SHORT TASK -
Please output the records below in full, exactly as given, but without the images.

MATERIAL FOR THIS EXERCISE -
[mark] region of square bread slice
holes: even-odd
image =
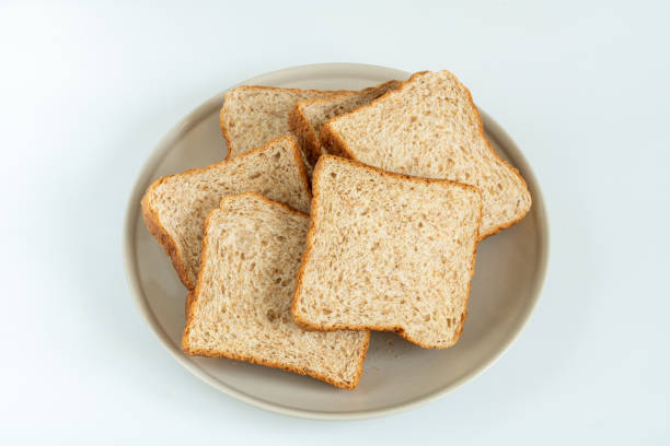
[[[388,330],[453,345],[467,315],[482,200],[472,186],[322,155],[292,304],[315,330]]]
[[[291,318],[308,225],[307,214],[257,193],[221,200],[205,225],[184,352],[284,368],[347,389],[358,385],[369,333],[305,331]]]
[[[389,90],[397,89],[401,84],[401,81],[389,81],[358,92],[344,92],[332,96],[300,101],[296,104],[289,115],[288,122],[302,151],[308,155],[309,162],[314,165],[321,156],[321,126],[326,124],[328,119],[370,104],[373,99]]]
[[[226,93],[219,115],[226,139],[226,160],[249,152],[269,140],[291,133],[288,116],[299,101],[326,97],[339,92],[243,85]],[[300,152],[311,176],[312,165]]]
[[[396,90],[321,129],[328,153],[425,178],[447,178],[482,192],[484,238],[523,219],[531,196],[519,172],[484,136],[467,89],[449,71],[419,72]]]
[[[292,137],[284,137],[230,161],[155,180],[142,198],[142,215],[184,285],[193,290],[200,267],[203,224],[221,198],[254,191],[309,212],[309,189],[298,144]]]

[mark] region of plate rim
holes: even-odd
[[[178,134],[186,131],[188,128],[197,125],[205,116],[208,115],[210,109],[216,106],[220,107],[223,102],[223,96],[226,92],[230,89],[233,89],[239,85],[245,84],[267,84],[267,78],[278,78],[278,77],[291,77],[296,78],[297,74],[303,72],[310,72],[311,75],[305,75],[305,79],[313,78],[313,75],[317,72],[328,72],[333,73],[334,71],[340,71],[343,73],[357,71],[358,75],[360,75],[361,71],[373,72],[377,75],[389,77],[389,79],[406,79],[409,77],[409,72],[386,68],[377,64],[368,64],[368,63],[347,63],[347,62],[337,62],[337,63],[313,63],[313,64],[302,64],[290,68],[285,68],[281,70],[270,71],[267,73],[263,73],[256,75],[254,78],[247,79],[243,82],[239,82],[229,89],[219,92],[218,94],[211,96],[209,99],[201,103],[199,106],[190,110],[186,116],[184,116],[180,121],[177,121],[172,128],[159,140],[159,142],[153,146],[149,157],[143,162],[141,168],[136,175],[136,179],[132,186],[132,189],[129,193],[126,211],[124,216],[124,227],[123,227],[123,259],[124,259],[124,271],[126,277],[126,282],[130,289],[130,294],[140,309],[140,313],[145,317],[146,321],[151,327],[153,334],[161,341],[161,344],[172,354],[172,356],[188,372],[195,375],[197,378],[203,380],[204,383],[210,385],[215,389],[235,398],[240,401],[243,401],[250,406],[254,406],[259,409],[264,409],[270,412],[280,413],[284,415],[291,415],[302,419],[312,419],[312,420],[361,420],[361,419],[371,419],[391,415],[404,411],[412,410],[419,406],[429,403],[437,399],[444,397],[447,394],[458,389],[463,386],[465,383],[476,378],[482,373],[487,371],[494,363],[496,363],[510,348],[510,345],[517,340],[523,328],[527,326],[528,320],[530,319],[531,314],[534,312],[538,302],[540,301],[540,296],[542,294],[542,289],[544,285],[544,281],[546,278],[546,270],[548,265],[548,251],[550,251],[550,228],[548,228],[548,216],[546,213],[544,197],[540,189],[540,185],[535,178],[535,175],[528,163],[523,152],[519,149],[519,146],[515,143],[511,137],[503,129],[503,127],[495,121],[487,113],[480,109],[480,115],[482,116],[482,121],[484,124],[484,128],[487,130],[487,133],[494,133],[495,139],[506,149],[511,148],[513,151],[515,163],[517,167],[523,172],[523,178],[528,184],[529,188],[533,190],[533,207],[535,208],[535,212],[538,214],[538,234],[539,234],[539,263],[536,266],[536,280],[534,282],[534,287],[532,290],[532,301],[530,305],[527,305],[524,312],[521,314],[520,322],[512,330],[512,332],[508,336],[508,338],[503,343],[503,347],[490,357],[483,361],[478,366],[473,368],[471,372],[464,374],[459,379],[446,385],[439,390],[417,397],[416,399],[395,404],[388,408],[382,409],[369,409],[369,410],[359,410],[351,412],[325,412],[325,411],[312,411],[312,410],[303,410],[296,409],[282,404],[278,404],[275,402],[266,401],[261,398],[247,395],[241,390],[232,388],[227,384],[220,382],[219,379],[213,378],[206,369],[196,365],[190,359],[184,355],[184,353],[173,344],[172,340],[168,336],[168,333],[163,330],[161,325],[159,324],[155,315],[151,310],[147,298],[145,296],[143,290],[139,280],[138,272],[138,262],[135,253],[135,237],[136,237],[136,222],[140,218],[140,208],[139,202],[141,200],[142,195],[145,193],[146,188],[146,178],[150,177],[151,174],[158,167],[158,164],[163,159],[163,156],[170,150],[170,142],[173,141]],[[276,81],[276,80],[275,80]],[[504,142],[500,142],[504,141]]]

TASK ANSWER -
[mark] region of square bread slice
holes: even-odd
image =
[[[388,330],[453,345],[467,315],[482,200],[472,186],[322,155],[292,304],[315,330]]]
[[[291,318],[308,225],[307,214],[257,193],[221,200],[205,225],[184,352],[284,368],[347,389],[358,385],[369,333],[305,331]]]
[[[389,90],[397,89],[401,84],[401,81],[389,81],[358,92],[344,92],[332,96],[300,101],[296,104],[289,115],[288,122],[302,151],[308,155],[309,162],[314,165],[321,156],[321,126],[326,124],[328,119],[370,104],[373,99]]]
[[[226,93],[219,115],[226,139],[226,160],[249,152],[269,140],[291,133],[288,116],[299,101],[326,97],[339,92],[243,85]],[[300,152],[311,176],[312,165]]]
[[[396,90],[321,129],[328,153],[425,178],[447,178],[482,192],[484,238],[523,219],[531,196],[519,172],[484,136],[467,89],[449,71],[419,72]]]
[[[292,137],[284,137],[230,161],[155,180],[142,198],[142,215],[184,285],[193,290],[200,267],[203,224],[221,198],[254,191],[309,212],[309,189],[298,144]]]

[mark] region of plate rim
holes: even-odd
[[[178,134],[186,131],[188,128],[197,125],[205,116],[208,115],[210,109],[216,106],[220,107],[223,102],[223,96],[226,92],[230,89],[233,89],[239,85],[245,84],[267,84],[267,78],[278,78],[278,77],[291,77],[296,78],[297,74],[303,72],[310,72],[311,75],[305,75],[305,79],[313,78],[313,75],[317,72],[328,72],[333,73],[334,71],[340,71],[343,73],[357,71],[358,75],[360,75],[361,71],[373,72],[377,75],[389,77],[389,79],[406,79],[409,77],[409,72],[386,68],[377,64],[368,64],[368,63],[347,63],[347,62],[337,62],[337,63],[313,63],[313,64],[302,64],[290,68],[285,68],[281,70],[270,71],[267,73],[263,73],[256,75],[254,78],[247,79],[243,82],[239,82],[229,89],[219,92],[218,94],[211,96],[209,99],[201,103],[199,106],[190,110],[186,116],[184,116],[180,121],[177,121],[172,128],[159,140],[159,142],[153,146],[149,157],[143,162],[141,168],[136,175],[136,179],[132,186],[132,189],[129,193],[126,211],[124,216],[124,227],[123,227],[123,259],[124,259],[124,271],[126,277],[126,282],[130,289],[130,294],[140,309],[140,313],[145,317],[146,321],[151,327],[153,334],[161,341],[161,344],[172,354],[172,356],[188,372],[195,375],[197,378],[203,380],[204,383],[210,385],[215,389],[235,398],[240,401],[243,401],[250,406],[254,406],[259,409],[264,409],[270,412],[280,413],[284,415],[291,415],[302,419],[312,419],[312,420],[361,420],[361,419],[371,419],[391,415],[404,411],[412,410],[419,406],[429,403],[437,399],[444,397],[447,394],[458,389],[463,386],[465,383],[476,378],[482,373],[487,371],[494,363],[496,363],[510,348],[510,345],[517,340],[523,328],[527,326],[528,320],[530,319],[531,314],[534,312],[538,302],[540,301],[540,296],[542,294],[542,289],[544,285],[544,281],[546,278],[546,270],[548,265],[548,251],[550,251],[550,228],[548,228],[548,216],[546,213],[544,197],[540,189],[540,185],[535,178],[535,175],[528,163],[523,152],[519,149],[519,146],[515,143],[511,137],[503,129],[503,127],[495,121],[487,113],[480,109],[480,115],[482,116],[482,121],[484,124],[484,128],[487,130],[487,133],[494,133],[495,139],[506,149],[511,148],[513,151],[515,163],[517,167],[523,172],[523,178],[528,184],[529,188],[533,190],[533,207],[535,208],[535,212],[538,214],[538,234],[539,234],[539,263],[536,266],[536,280],[534,282],[534,287],[532,290],[532,301],[530,305],[527,305],[524,312],[521,314],[520,322],[512,330],[512,332],[508,336],[508,338],[503,343],[503,347],[490,357],[483,361],[478,366],[473,368],[471,372],[464,374],[459,379],[446,385],[439,390],[417,397],[416,399],[395,404],[388,408],[382,409],[369,409],[369,410],[359,410],[351,412],[325,412],[325,411],[312,411],[312,410],[303,410],[296,409],[282,404],[278,404],[275,402],[266,401],[261,398],[247,395],[241,390],[232,388],[227,384],[220,382],[219,379],[213,378],[206,369],[196,365],[190,359],[184,355],[184,353],[173,344],[172,340],[168,336],[168,333],[163,330],[161,325],[159,324],[155,315],[151,310],[147,298],[145,296],[143,290],[139,280],[138,272],[138,262],[135,253],[135,237],[136,237],[136,222],[140,218],[140,208],[139,202],[141,200],[142,195],[145,193],[146,188],[146,178],[150,177],[151,174],[158,167],[158,164],[163,159],[163,156],[170,150],[170,142],[173,141]],[[276,81],[276,80],[275,80]],[[504,142],[500,142],[504,141]]]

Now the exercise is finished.